What is the human cost of becoming a famed Olympic-class swimmer, gymnast or track star -- the next Mark Spitz, Nadia Comaneci or Bruce Jenner?
What is the lasting psychological or physical price that must be paid, even in obscure and profitless sports, to be the best speed skater or volleyball player in the world?
In this new decade, what is the tariff that a great athlete's body and soul must bear? And is that tax becoming more than the human psyche and body can sensibly bear?
Finally, has the whole issue of the Olympics -- whether it can, or even should, continue to exist -- come at an appropriate time? Could the demise of the Games even be a blessing, a cleansing of our national view of sports?
Normally, such questions would be unwelcome among coaches and athletes just months before an Olympiad.
However, in these days of Olympic limbo, it is impossible to avoid such queries. They pop to mind of their own accord in every part of the United States.
In New Haven, Conn., Frank Keefe, the Yale swimming coach and head of the U.S. Pan American Games teams, said, "My swimmers ask themselves why they have been getting up at 5 a.m. and jumping in the water by 5:30 a.m. almost every day for most of their lives.
"They ask why they have trained outdoors when it was so cold that their footprints froze on the pool deck.
"Even with the Olympics as a goal, kids told me, 'Drop dead, coach. I'm not doing it anymore. I can't do it anymore. I can't think.' And they disappear.
"That's always been the natural weeding-out process. Our young club teams wear T-shirts that say, 'Take It To The Limit.' You take it to the limit as many times a day as many days a year as you can," said Keefe, also founder of the elite Fox Catcher Farms swim club in Philadelphia.
"Our kids are in the water five hours a day, and lifting weights another hour, seven days a week, for 12 months a year. And that doesn't count going to school," said Keefe, a mere middle-of-the-road workaholic by swimming standards.
"We're in a sport where there's no money to be had above the table or even underneath it. But the Olmpics pull you on. We tell each other, 'No guts, no glory,'" said Keefe.
"But now, where's the glory? The gem has been taken away."
In Palo Alto, Calif., Robin Campbell, a world-class middle-distance runner, asks herself why she has followed her coach, Brooks Johnson, from St. Albans School in her native Washington to the University of Florida, to Santa Fe (Fla.) Community College and not to Stanford University.
"I have lived so many places and trav eled so much since I was 13," said the 20-year-old Campbell, "that my aunt gave me an address book for Christmas. She told me it wasn't for other people's addresses. It was for all of mine, so I'd know where I was.
"I was only home (in Washington) for one month of 1979," said Campbell, who has had constant injuries for the past four years, including a broken knee cap suffered in midstride that slowed her for 18 months.

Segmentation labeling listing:

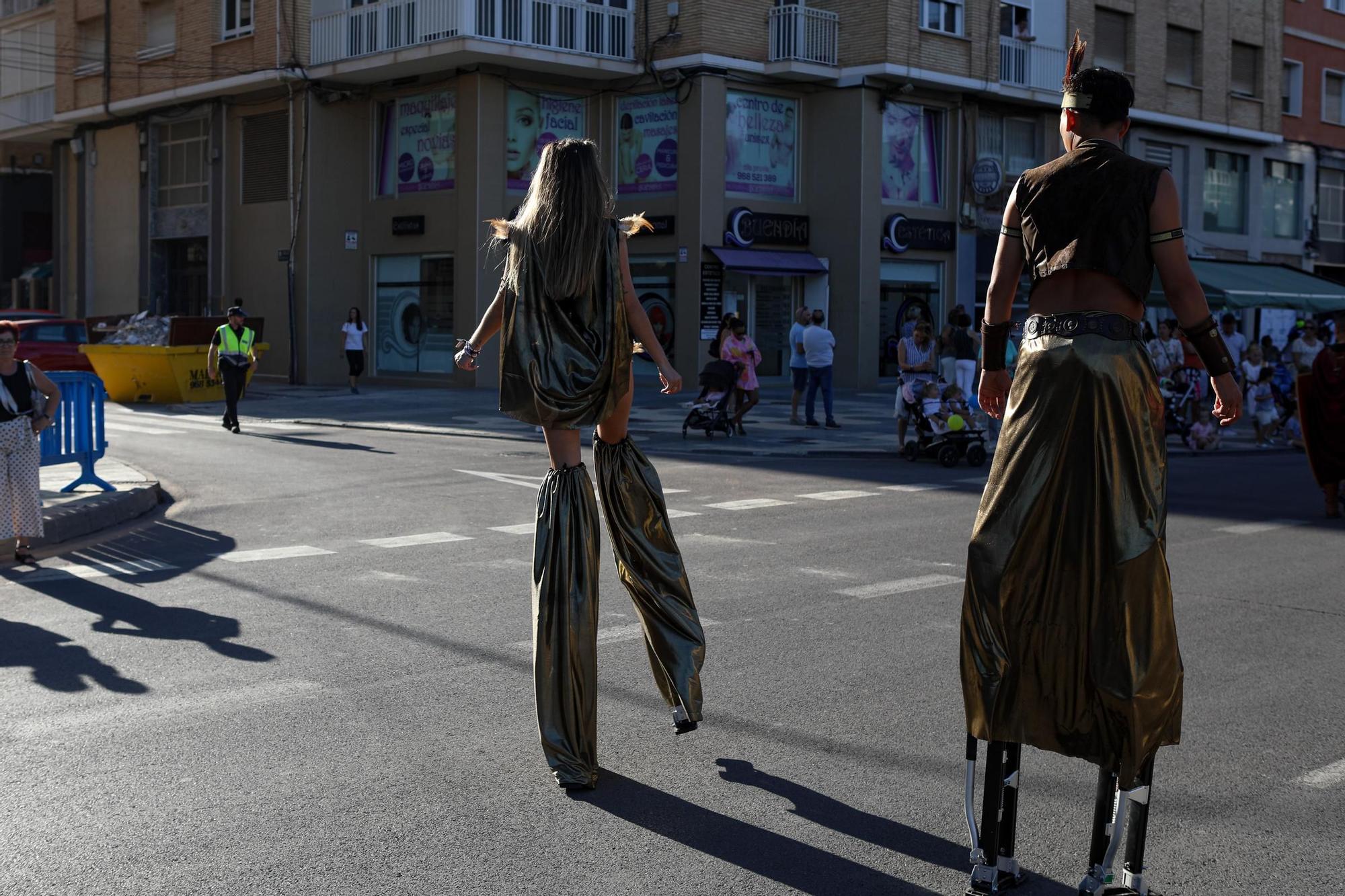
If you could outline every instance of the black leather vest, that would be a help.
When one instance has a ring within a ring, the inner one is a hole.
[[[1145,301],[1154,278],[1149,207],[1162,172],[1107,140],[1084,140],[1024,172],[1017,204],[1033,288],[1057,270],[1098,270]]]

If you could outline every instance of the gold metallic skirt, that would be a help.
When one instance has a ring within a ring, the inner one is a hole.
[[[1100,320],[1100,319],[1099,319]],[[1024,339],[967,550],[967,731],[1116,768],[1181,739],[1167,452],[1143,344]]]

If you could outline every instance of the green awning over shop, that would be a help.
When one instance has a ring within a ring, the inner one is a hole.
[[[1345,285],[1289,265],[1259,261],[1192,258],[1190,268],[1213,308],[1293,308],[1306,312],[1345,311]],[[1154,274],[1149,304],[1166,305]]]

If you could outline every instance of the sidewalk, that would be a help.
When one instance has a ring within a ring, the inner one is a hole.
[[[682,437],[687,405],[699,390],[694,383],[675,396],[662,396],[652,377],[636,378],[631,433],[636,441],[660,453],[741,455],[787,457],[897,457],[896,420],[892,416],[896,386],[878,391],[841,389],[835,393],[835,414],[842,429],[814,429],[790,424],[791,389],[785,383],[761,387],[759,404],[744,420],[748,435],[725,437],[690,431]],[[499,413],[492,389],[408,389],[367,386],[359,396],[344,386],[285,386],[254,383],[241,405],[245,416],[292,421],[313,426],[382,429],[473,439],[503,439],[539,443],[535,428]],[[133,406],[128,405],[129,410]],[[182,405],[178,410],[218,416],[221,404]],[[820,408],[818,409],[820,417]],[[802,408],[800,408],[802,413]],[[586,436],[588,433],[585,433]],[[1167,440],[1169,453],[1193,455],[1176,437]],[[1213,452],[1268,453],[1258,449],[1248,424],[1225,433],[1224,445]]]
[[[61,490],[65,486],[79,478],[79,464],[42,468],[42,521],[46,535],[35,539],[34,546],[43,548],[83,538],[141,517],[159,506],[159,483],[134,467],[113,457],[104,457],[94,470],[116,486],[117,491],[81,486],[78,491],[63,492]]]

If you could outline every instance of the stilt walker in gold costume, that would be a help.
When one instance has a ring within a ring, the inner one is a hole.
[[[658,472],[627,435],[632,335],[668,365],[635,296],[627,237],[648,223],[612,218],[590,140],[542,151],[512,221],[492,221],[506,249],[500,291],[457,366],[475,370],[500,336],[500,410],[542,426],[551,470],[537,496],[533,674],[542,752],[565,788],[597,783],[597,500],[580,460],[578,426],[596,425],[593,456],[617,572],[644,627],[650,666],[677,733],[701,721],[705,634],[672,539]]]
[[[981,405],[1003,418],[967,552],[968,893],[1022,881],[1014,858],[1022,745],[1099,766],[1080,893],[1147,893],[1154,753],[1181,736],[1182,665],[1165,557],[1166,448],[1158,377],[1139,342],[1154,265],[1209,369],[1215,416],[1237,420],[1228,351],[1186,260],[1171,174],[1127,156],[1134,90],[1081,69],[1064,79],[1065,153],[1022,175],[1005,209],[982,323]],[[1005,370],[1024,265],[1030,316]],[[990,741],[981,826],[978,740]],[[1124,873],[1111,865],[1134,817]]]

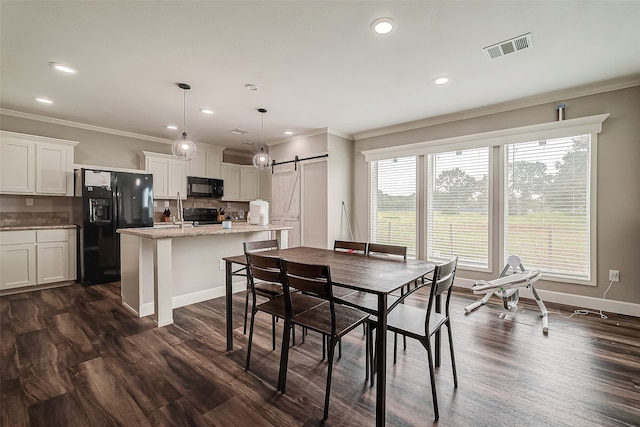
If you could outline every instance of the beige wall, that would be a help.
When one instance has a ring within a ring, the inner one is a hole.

**What to do**
**1)** Rewrite the piece on the human cost of Olympic athletics, everything from "In this new" down to "before an Olympiad.", replacing "tariff" with "toll".
**2)** Write what comes next in the piece on the human cost of Olympic athletics, beginning right after its final sentence.
The listing plays no part in what is asked here.

**Outputs in order**
**1)**
In this new decade, what is the toll that a great athlete's body and soul must bear? And is that tax becoming more than the human psyche and body can sensibly bear?
Finally, has the whole issue of the Olympics -- whether it can, or even should, continue to exist -- come at an appropriate time? Could the demise of the Games even be a blessing, a cleansing of our national view of sports?
Normally, such questions would be unwelcome among coaches and athletes just months before an Olympiad.

**2)**
"I always try to be nice to all of my relatives in D.C. because you can't tell. By the next time I get home, someone might have died."
"I never show any emotion at home. I'm always hard-faced. But as soon as I get on the airplane, I start to cry.
"I used to love to travel and never come home. I think I've run on every continent. But now I almost hate it. I wish it were like 'Star Trek' and you could just zip through space," said Campbell.
"Since 1973, it's gotten worse every year. Sometimes I joke that I'm going to have a nervous breakdown. But I do wonder what's going on in the back of my mind.
"I had a race that would have qualified me for the Pan Am Games in Puerto Rico and the World Cup in Montreal last summer," said Campbell. "I'd worked all year for it. But when my race came, my mind went blank, I finished sixth and barely broke a sweat. I didn't even try.
"I wonder if I really didn't want to go to Puerto Rico and Montreal."
In Colorado Springs, Flora Hyman has been a star of the U.S. women's volleyball team -- a cofavorite for the Olympic gold with Cuba -- a squad that has been secluded for five years of Marine Corps-style boot-camp training 50 weeks a year.
"I've only given up seven years of my life and my whole future," said the 25-year-old Hyman bitterly. "If there are no Olympics, what have I done with my life?"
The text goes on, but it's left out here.